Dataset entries
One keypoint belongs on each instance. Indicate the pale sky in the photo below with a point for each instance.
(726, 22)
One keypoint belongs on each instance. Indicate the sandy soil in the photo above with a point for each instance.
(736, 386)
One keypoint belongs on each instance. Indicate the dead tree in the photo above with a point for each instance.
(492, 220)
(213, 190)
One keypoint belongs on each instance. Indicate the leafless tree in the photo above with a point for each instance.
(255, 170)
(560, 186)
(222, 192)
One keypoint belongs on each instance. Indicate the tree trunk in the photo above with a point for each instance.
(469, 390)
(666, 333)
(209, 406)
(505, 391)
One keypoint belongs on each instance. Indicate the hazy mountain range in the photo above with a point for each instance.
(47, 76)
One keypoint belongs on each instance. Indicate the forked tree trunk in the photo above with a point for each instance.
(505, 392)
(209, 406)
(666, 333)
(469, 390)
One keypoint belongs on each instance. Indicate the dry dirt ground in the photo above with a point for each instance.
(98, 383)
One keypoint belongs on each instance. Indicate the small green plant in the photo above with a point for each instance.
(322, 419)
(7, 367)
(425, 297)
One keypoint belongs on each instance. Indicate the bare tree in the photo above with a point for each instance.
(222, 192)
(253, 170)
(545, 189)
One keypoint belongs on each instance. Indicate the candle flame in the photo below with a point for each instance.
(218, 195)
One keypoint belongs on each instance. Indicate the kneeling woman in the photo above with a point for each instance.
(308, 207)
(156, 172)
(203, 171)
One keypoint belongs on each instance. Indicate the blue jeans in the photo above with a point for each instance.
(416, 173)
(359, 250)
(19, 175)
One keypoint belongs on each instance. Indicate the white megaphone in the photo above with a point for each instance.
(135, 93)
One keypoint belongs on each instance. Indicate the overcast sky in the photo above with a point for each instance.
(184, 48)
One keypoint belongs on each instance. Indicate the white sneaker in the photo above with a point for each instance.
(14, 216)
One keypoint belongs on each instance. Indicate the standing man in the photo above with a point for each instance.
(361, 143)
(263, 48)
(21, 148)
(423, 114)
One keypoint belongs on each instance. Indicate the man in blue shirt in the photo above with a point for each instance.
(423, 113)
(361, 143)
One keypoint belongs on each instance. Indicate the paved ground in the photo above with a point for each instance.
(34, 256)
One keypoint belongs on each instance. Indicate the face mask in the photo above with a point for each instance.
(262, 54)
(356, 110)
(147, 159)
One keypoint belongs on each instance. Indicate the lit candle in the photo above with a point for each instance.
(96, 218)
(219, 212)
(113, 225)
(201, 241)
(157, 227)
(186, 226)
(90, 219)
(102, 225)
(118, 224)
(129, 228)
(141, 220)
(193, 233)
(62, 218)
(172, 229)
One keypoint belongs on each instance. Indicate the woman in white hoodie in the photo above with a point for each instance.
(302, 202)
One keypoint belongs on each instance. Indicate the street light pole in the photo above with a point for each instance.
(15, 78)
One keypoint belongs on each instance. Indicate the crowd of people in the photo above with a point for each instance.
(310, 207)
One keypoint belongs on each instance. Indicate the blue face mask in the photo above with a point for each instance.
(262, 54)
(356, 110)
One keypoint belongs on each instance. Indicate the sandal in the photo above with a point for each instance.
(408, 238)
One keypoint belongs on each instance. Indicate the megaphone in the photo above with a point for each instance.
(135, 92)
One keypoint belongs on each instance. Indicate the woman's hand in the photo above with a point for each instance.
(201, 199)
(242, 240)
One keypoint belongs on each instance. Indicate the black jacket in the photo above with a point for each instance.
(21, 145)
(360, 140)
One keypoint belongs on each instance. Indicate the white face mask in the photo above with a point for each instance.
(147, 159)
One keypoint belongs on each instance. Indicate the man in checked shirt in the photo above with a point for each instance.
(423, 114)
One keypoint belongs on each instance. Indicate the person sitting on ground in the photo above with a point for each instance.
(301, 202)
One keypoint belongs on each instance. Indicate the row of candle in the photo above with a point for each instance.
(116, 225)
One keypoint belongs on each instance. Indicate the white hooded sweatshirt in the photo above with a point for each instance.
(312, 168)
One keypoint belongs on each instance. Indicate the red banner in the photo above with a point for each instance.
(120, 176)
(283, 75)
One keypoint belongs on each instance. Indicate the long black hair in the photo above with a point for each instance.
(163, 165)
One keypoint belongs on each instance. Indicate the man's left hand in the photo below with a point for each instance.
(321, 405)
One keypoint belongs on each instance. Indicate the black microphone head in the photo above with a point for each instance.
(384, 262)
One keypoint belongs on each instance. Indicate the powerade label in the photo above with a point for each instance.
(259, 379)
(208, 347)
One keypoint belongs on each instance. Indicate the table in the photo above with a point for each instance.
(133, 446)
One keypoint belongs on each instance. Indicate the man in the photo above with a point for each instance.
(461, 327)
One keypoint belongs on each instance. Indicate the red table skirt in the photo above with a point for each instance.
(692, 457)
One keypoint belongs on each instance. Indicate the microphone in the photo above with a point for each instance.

--

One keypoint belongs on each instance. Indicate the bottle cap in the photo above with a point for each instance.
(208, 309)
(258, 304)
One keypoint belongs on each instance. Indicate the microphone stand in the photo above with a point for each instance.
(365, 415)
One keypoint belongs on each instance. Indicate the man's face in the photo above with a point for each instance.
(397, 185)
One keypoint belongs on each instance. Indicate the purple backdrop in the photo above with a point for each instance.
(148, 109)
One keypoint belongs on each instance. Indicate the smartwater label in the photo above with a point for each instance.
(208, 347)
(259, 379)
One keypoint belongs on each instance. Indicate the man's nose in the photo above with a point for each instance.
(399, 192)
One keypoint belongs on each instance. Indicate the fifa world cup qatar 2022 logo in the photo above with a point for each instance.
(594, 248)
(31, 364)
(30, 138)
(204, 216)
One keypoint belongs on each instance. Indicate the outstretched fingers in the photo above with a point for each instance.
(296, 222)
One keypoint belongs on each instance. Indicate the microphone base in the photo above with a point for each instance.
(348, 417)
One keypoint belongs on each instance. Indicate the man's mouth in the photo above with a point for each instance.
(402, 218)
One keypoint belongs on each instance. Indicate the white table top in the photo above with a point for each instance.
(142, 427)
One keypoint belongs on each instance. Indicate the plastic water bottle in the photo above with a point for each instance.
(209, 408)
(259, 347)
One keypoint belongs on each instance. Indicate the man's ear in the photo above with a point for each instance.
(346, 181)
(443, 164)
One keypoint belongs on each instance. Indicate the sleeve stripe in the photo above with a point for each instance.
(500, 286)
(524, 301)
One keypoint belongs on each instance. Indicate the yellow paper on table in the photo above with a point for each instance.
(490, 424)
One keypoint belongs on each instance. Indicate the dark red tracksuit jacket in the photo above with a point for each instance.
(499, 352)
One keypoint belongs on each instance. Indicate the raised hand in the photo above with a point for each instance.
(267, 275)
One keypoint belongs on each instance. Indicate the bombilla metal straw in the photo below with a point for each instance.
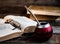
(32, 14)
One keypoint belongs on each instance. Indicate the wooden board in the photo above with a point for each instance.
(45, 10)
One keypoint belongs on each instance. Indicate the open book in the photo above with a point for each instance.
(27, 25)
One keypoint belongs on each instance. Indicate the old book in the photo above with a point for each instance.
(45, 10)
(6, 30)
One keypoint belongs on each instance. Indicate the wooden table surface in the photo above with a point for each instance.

**Work instruction:**
Above are some records; extract exactly the lines from the one containing "One keypoint belongs on each instance. Indicate the bombilla" through the one containing "One keypoint belongs on each instance. Indicate the wooden table" and drop the pictures.

**Result:**
One keypoint belongs on each instance. Indicate the bombilla metal straw in the photo below with a point for each instance.
(32, 14)
One keypoint belongs on each instance. Indicate the wooden board in the photo above with a point for each instance.
(45, 10)
One keypoint belongs on each instance. Indicate the open book in the photo above with a point for each instance.
(27, 25)
One keypoint belongs on each instance. Indicate the old book in the photo above with a point for each instance.
(45, 10)
(6, 30)
One keypoint belongs on each instance. Indicate the wooden table surface in the photo above with a point for each instance.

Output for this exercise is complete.